EXTRACTED TEXT:
=== Section Start ===

Goal: find the batch_id of the latest “Kommuner” (municipalities) run.

batch_list(label="Kommuner", limit=5)

Returns recent batches matching the label substring, newest first. Each entry includes batch_id, tag, total, completed, and finished_at. Feed the resulting batch_id into the cohort tools below.

batch_list with no label lists the most recent batches across all tags.

Cohort Grade and Severity Distribution

Goal: summarise quality across a completed batch.

cohort_stats(batch_id="batch_1780476907150173141_2")

Returns counts by letter grade (A+, A, B, C, D, F) and by worst-severity level (NOTICE, WARNING, ERROR, CRITICAL). One call, one row each - cheaper than paging run_search.

Top Failure Tags

Goal: which message tags drive the WARNINGs and ERRORs in this batch?

failures_by_tag(
  batch_id="batch_1780476907150173141_2",
  severity_min="ERROR",
  limit=15
)

Returns tag names ranked by count, with three example domains per tag and the worst level seen for that tag. Use severity_min="WARNING" for the broader picture; severity_min="ERROR" narrows to the failures most worth acting on.

Operator / ASN Concentration

Goal: which ASNs serve domains in this cohort?

cohort_tag_values(
  batch_id="batch_1780476907150173141_2",
  tag="IPV4_ONE_ASN",
  arg="asn",
  limit=20
)

=== Section End ===

AIM OF THE EXERCISE:
Carry on the guide to the batch and cohort tools, picking up right after the last cohort_tag_values call. The listing that follows plays no part in this.

LISTED ENTRIES:

=== Section Start ===

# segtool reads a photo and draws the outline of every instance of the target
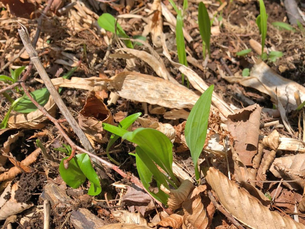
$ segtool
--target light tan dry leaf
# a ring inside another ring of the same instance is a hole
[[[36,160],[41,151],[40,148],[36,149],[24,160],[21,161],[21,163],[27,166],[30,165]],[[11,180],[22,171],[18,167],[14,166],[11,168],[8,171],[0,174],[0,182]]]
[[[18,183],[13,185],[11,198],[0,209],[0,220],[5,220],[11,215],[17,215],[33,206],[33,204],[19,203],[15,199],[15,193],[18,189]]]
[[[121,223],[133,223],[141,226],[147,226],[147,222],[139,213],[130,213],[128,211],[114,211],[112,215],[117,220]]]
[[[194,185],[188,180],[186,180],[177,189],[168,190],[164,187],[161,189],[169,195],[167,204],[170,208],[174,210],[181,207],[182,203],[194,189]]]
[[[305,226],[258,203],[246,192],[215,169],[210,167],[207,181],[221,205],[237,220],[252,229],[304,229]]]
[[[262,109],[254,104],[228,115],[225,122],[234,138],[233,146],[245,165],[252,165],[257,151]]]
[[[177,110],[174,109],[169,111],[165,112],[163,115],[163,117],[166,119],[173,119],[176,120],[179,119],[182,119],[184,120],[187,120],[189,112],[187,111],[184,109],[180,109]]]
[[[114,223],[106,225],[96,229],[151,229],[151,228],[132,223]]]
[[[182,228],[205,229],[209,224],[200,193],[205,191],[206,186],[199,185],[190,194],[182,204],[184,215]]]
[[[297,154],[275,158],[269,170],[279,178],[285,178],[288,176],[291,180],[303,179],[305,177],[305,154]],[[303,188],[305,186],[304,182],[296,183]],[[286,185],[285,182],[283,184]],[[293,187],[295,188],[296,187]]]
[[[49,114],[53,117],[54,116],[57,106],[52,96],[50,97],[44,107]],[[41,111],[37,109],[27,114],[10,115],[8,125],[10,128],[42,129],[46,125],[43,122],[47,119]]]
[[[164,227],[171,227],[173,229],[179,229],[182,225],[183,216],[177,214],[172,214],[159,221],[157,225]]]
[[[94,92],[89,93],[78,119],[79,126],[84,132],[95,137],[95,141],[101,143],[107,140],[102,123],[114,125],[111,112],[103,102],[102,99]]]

=== Section End ===
=== Section Start ===

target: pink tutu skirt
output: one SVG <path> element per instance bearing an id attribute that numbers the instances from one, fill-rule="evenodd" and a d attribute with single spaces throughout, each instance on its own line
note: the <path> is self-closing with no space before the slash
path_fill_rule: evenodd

=== Section End ===
=== Section Start ===

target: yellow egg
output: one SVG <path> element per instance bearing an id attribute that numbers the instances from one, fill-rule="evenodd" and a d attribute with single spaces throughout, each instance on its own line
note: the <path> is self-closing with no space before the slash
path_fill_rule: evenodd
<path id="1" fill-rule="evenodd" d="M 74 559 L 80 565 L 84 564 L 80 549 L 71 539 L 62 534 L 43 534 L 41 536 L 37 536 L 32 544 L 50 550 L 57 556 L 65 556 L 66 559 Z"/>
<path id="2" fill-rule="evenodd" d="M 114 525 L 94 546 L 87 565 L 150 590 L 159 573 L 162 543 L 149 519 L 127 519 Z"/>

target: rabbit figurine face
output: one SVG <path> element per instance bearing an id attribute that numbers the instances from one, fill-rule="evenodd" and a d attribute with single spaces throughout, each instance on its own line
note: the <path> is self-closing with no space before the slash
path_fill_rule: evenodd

=== Section End ===

OUTPUT FOR THIS EXERCISE:
Returns each value of asn with its count and a small list of sample domains. Useful for spotting both the dominant national providers and the small regional vendors that serve a tight cluster of domains.

To rank by quality rather than reach, add weight_by_score=true and the result is sorted by mean domain score, surfacing the ASNs whose domains score best (or worst).

The (tag, arg) pair must come from the log-args inventory ; use spec_list_testcases and spec_get_testcase to find which tags a module emits and which args they carry.

Follow a Finding to the Affected Runs

Goal: which runs raised a particular tag, and what did the worst-case look like?

run_search(tag="SAME_IP_ADDRESS", level="ERROR", limit=20)
run_get(run_id="job_1780476907230635262_134")

run_search filters completed runs by domain, tag, status, severity, grade, or finish-time range; run_get fetches one run’s full result (per-testcase findings, per-nameserver response times, score breakdown).

Each result row from run_search, run_get, and latest_for includes a batch_id (empty for ad-hoc runs) and a public_id. Build a shareable report link as https://<host>/#/result/<public_id>.

Compare Two Runs of One Domain

Goal: did anything change between the last two test runs of a domain?

latest_for(domain="example.se", limit=2)
run_diff(run_id_a="<older>", run_id_b="<newer>")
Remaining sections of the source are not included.